EXERCISE SET
1. In the account of the infant's abscess, can you condense the paragraph beginning "Now positively stumbling with fatigue" into a short bulleted list that keeps its main facts?
2. Copy the stretch of the account of the infant's abscess from "Normally, with a" through "look at things.", word for word.

Normally, with a fracture, the patient will express pain with very particular movements or points of pressure, but this baby cried every time I moved their upper arm at all. I could gently flex their elbow without complaint, but any movement at the shoulder would illicit a pain response. With the baby’s mother watching me intently, I experimented slightly and found that adduction (moving the arm toward the body) was apparently more painful than abduction (moving it away). There aren’t really any fractures that an infant could sustain that would have that effect. So, much to the baby’s chagrin, I turned up the lights in the room and took a closer look at things.
There was a bulge in the baby’s axilla (armpit) that I had previously assumed to be regular baby pudge that had an odd texture to the overlying skin. A gentle press on the bulge produced the worst crying yet, so this appeared to be the source of the pain. I asked the mother if the baby had any skin conditions, and she gave an affirmative answer and noted that she had informed the physician about it, but that the physician did not think it was the source of the baby’s apparent pain. Now, at this point, I didn’t have a lot of medical training, but I had enough experience to know that something was weird here. I pressed and prodded lightly around the bulge and determined that there was some kind of mass or other abnormality under the skin there. But I had my orders. I finished the splint and told the mother that I’d follow up with the nurse and physician about the bulge.
Once I exited the patient’s room, I quickly sought out the assigned nurse and told her about the bulge I had found. She was doubtful, but with my insistence, she passed along the information to the physician as I scurried off to assist with that second tib-fib. That one didn’t fight, but the patient was an athlete, and it was hard work to resist the muscles of their leg with my not-so-developed arms and shoulders. I fully admit that I have noodle arms and have never pretended to have significant upper body strength.
Now positively stumbling with fatigue, I left the second sedation to go check in with the baby’s nurse to find out what the physician had to say about my findings. The nurse told me that I was correct. There was something there that the physician had overlooked on exam that turned out to be a pretty significant abscess. There was a slew of new orders in for labs, an IV, medications, and admission that had been added on and I was tasked with removing the tiny splint and helping with the IV and labs.
It was a small thing. Something easy to miss on an exam given that babies are not very good at communicating where they have pain. I really only noticed it because of the manipulation I had to perform for the splint and previous experience working in a surgical practice where we saw abscesses and skin infections reasonably frequently. It was an exhausting night, but I hold no small amount of pride for catching that near miss and preventing the patient from being discharged without appropriate treatment.
That experience taught me the importance of performing thorough physical examinations that make use of all the senses at your disposal. In our osteopathic manipulative medicine coursework, there is a huge emphasis on diagnosis through palpation and physical sensation through direct contact. It’s not a terribly common practice in medicine overall, particularly not in emergency medicine, but it is a very useful skill that I intend to hone and make good use of throughout my career.

Source records

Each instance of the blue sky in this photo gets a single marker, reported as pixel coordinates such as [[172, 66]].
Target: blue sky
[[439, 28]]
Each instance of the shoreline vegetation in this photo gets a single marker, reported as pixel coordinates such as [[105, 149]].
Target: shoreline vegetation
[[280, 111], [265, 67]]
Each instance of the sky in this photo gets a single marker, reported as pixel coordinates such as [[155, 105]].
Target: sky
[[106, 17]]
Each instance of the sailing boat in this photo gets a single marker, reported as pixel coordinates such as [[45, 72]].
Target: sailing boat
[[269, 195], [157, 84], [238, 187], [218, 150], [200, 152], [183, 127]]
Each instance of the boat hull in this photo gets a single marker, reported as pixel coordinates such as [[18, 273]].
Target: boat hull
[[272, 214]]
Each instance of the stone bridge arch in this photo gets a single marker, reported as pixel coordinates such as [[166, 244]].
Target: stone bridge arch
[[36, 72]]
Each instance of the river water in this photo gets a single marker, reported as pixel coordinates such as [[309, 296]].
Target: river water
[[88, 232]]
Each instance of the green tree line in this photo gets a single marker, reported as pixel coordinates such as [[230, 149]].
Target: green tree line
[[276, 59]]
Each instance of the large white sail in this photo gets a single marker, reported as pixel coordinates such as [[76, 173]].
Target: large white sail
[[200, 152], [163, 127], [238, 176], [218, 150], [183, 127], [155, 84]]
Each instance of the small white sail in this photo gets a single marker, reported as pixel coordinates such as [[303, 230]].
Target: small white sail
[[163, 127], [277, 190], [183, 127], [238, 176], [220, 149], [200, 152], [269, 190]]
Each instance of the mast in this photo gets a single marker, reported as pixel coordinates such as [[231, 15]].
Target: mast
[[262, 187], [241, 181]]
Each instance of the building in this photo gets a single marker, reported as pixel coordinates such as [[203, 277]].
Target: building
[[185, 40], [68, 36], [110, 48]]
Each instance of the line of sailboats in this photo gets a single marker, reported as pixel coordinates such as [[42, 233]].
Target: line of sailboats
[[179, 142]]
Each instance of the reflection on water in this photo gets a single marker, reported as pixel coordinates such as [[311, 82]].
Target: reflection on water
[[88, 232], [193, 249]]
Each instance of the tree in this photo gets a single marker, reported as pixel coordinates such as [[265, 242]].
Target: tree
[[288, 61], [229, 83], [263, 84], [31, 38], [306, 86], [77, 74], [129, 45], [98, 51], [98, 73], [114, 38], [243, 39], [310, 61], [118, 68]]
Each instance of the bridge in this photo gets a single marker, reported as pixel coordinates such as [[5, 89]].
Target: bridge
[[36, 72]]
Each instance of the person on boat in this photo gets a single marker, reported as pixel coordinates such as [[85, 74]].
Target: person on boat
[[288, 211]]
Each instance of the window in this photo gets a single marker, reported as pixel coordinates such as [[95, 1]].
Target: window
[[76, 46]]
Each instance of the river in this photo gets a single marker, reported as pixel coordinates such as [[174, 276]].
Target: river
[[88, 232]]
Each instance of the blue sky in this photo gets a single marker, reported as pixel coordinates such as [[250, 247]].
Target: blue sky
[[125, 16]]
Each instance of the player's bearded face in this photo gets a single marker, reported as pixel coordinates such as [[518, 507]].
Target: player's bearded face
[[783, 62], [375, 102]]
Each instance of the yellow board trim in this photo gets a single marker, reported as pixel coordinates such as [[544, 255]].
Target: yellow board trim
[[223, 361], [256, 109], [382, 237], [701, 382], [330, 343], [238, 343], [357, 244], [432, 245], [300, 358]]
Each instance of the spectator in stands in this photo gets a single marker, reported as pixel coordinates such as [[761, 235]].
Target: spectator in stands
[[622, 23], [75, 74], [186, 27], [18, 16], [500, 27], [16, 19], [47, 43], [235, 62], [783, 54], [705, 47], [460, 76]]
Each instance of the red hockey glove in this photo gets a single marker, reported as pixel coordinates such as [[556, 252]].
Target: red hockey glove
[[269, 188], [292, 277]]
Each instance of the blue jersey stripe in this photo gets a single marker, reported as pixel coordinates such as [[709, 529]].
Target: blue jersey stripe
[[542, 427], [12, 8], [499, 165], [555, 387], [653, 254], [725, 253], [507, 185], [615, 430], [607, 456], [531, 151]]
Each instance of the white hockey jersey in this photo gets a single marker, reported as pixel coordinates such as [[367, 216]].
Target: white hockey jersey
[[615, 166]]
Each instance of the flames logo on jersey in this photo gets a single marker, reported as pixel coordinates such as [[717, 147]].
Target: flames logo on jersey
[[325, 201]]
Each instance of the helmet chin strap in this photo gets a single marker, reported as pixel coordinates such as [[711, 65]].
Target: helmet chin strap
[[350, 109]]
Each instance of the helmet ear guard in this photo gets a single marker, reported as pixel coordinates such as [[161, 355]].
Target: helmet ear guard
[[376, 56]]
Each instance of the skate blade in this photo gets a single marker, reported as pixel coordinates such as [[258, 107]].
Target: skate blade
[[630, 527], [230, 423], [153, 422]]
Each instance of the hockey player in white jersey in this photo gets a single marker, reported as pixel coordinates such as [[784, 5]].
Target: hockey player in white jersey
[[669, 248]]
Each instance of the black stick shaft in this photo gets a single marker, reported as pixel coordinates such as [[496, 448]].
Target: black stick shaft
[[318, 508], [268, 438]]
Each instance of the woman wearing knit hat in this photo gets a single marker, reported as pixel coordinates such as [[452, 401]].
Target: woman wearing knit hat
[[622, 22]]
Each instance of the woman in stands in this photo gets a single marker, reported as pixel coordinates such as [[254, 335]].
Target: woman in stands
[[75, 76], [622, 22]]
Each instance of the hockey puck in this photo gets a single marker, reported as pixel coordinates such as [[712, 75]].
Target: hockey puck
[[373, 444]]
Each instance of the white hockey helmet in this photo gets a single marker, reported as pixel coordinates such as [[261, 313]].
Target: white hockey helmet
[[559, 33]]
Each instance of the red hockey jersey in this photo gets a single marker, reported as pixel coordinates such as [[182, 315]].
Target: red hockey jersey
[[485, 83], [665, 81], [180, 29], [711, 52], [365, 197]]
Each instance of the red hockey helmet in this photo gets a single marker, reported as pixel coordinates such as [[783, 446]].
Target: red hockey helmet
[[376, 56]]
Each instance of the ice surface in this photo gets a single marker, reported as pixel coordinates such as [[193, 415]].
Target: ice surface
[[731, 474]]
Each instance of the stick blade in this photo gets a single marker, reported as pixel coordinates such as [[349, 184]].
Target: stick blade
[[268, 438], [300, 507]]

SOLUTION LIST
1.
- Exhausted, I left the second sedation to ask the baby's nurse what the physician had said about my findings.
- The nurse confirmed I was right: the physician had overlooked a fairly significant abscess.
- New orders were added for labs, an IV, medications, and admission.
- I was assigned to remove the tiny splint and help with the IV and labs.

2.
Normally, with a fracture, the patient will express pain with very particular movements or points of pressure, but this baby cried every time I moved their upper arm at all. I could gently flex their elbow without complaint, but any movement at the shoulder would illicit a pain response. With the baby’s mother watching me intently, I experimented slightly and found that adduction (moving the arm toward the body) was apparently more painful than abduction (moving it away). There aren’t really any fractures that an infant could sustain that would have that effect. So, much to the baby’s chagrin, I turned up the lights in the room and took a closer look at things.